§ Texto extraído
# Se cuidò mucho de explicar



## Larroja

Ciao amici!
Ecco la frase incriminata: "Laura se cuidò mucho de explicar a la policía, y después al juez, que se había reunido con sus amigos a las diez de la noche".
Ora, il contesto non mi permette di capire se il senso della frase è uno o il suo contrario. Cioè: 
"Laura *si preoccupò di spiegare per bene alla polizia*, e poi al giudice, che aveva incontrato i suoi amici alle dieci di notte". 
Oppure: 
"Laura *se ne guardò bene dal raccontare alla polizia*, e poi al giudice, che aveva incontrato i suoi amici alle dieci di notte". 

A voi l'ardua sentenza! Mica tanto ardua, immagino... 
E grazie


----------



## Neuromante

Significa que se guardó la información para ella. Lo contrario de "Se preocupó mucho..."
Está en la línea del italiano "´Tento a te!" pero más culto.

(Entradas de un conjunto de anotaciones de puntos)
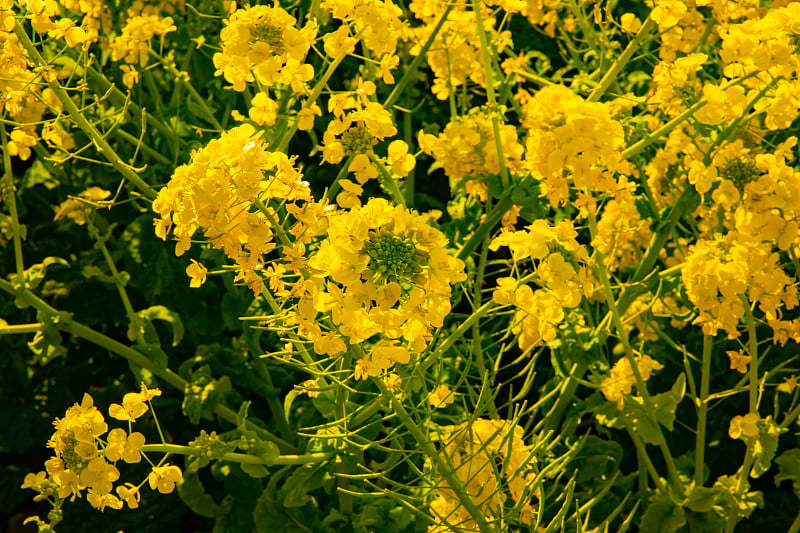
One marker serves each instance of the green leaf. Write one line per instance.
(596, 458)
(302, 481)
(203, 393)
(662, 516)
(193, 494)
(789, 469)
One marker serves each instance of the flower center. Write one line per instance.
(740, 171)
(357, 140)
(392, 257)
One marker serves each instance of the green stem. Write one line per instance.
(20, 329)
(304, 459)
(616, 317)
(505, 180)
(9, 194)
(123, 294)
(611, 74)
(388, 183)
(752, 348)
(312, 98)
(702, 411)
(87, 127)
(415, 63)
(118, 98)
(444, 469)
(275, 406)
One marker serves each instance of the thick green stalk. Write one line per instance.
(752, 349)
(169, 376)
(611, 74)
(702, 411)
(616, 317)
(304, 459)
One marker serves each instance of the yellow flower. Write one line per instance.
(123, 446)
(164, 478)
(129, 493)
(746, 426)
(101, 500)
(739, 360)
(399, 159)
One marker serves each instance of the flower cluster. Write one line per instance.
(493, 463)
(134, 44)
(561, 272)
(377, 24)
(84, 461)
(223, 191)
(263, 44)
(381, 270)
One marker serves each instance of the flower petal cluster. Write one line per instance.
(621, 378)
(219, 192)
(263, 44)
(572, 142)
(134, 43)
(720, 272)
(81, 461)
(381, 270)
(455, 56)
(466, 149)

§ Tarea
Repite tal cual, del hilo sobre la frase de Laura, todo lo que va desde "Ciao amici!" hasta "tanto ardua, immagino...". Los datos no intervienen para nada en esto.

§ Solución
Ciao amici!
Ecco la frase incriminata: "Laura se cuidò mucho de explicar a la policía, y después al juez, que se había reunido con sus amigos a las diez de la noche".
Ora, il contesto non mi permette di capire se il senso della frase è uno o il suo contrario. Cioè: 
"Laura *si preoccupò di spiegare per bene alla polizia*, e poi al giudice, che aveva incontrato i suoi amici alle dieci di notte". 
Oppure: 
"Laura *se ne guardò bene dal raccontare alla polizia*, e poi al giudice, che aveva incontrato i suoi amici alle dieci di notte". 

A voi l'ardua sentenza! Mica tanto ardua, immagino...